Pull out every line of the rows below that contains the word "roof".

Recorded data:
-- -- --
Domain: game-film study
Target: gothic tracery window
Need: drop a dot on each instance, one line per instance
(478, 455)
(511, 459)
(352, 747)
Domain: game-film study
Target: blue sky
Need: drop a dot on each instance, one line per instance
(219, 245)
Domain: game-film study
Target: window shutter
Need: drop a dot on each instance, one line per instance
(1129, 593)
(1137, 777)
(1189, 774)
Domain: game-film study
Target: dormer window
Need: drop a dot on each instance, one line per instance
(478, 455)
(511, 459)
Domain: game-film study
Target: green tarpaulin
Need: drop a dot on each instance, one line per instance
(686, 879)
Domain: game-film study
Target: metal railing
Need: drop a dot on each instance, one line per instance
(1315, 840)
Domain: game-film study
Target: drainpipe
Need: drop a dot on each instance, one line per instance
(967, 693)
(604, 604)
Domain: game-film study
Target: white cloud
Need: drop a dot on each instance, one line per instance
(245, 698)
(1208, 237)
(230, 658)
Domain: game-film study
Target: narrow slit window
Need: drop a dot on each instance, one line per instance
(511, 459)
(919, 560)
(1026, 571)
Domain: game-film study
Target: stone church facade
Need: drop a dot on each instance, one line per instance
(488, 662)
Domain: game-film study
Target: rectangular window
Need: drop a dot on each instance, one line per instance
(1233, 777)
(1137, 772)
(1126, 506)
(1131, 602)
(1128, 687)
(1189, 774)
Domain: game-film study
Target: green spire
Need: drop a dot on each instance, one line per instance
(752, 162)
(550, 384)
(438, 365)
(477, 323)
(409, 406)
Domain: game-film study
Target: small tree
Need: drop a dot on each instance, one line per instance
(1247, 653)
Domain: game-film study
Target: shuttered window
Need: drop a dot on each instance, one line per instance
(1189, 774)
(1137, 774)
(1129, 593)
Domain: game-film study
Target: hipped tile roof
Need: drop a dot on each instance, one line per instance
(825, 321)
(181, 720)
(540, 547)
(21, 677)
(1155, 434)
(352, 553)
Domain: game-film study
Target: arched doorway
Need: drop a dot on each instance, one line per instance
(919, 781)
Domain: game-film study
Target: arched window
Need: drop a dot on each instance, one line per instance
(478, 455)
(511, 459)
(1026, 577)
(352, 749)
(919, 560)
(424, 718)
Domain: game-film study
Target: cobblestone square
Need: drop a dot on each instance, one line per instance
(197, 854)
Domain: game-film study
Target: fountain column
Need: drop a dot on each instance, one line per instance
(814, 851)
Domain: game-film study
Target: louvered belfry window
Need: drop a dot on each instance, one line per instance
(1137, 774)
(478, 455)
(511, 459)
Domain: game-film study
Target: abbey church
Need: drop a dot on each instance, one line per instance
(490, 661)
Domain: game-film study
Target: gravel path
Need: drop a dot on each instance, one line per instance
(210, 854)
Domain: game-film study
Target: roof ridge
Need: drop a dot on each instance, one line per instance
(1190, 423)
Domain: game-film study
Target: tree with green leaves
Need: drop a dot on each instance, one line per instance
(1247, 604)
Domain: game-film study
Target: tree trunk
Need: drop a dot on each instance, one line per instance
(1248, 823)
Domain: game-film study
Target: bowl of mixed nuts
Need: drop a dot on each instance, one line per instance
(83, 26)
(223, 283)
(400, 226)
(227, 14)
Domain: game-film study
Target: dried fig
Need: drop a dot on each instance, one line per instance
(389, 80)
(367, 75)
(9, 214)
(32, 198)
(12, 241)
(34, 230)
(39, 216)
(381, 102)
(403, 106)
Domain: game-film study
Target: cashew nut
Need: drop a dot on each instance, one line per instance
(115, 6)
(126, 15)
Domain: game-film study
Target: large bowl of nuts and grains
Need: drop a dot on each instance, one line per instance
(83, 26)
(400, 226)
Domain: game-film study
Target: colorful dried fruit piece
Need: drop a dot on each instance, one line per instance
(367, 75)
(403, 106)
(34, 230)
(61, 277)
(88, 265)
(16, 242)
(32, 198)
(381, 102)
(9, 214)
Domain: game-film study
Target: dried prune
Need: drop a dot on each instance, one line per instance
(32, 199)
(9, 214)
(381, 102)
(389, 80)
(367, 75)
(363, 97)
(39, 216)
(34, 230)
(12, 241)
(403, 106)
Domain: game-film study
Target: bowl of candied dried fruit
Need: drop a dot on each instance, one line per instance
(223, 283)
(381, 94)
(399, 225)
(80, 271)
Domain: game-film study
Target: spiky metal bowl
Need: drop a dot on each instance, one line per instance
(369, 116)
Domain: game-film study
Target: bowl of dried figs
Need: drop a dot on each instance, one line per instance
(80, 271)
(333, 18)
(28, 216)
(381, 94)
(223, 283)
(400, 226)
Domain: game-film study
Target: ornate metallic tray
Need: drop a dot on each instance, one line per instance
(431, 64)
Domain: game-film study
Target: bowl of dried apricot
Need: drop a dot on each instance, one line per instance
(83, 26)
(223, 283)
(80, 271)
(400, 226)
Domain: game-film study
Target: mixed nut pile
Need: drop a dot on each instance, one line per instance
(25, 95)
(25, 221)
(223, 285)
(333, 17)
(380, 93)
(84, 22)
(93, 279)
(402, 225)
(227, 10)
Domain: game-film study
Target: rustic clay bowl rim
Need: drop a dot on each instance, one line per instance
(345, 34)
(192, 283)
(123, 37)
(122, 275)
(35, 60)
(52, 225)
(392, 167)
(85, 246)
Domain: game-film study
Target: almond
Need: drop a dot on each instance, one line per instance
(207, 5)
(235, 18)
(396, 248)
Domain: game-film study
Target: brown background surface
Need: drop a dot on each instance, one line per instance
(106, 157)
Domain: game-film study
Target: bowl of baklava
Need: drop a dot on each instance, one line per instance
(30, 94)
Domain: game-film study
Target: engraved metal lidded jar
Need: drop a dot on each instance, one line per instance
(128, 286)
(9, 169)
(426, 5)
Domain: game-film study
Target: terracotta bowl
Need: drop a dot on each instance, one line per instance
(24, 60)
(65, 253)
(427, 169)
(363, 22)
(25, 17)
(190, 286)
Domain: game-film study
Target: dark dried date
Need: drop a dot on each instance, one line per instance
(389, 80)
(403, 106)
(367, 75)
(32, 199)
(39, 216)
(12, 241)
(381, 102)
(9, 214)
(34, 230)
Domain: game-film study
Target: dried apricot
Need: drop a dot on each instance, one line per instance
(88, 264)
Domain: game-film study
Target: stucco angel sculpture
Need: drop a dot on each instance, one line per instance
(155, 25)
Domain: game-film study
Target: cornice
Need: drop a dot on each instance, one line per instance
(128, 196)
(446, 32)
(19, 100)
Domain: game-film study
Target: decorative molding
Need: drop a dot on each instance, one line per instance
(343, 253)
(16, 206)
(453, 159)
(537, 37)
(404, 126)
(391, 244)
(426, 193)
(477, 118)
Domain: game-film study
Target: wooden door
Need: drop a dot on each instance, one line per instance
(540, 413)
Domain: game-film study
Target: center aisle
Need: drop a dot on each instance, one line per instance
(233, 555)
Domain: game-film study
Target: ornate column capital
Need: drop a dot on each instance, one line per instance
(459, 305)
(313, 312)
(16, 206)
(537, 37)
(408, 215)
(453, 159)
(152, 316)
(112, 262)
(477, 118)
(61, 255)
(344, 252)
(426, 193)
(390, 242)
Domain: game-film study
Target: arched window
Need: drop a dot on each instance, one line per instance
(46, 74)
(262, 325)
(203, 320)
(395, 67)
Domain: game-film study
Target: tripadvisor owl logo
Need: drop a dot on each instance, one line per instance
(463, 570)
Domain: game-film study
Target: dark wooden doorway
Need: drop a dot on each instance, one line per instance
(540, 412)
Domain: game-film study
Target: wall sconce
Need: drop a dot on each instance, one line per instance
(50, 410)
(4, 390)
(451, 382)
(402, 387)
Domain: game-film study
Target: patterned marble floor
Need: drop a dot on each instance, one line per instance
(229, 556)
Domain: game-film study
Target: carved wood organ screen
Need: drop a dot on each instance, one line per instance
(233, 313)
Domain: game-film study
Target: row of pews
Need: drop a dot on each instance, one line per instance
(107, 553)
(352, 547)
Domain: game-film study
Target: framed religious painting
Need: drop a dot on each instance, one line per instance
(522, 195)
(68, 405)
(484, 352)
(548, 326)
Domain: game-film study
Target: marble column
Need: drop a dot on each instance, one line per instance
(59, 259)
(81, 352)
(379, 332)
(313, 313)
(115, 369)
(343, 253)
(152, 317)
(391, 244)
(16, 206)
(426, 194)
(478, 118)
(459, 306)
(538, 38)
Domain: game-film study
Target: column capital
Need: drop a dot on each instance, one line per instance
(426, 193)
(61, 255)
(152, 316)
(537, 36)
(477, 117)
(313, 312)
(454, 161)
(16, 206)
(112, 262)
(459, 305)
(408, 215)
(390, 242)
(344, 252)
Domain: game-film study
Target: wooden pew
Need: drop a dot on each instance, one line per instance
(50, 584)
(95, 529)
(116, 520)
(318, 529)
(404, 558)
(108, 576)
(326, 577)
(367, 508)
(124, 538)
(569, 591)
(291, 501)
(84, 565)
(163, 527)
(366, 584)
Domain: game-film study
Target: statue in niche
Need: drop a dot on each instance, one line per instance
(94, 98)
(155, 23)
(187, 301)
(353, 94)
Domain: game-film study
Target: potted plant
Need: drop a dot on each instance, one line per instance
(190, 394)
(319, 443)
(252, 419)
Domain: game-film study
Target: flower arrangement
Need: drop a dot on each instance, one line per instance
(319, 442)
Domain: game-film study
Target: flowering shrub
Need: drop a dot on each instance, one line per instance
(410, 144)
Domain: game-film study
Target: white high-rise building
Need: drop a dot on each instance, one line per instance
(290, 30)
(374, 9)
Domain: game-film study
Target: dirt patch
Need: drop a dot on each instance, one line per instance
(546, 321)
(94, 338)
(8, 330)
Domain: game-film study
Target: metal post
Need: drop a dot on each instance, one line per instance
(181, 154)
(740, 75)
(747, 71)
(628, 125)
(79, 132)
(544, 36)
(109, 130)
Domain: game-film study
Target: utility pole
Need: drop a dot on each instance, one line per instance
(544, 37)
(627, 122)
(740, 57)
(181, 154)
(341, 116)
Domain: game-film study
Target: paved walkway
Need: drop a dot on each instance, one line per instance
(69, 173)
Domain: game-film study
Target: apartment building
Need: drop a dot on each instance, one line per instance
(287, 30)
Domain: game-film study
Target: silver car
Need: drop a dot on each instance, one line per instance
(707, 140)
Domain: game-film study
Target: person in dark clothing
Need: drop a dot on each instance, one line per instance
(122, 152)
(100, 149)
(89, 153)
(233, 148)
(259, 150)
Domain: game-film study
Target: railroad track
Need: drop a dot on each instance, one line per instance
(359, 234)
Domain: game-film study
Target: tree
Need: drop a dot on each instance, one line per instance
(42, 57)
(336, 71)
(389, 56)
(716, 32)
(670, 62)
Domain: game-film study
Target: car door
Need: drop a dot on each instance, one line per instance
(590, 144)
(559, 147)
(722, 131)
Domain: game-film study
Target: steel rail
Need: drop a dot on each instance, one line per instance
-- -- --
Answer in full:
Target: hipped tile roof
Target: roof ridge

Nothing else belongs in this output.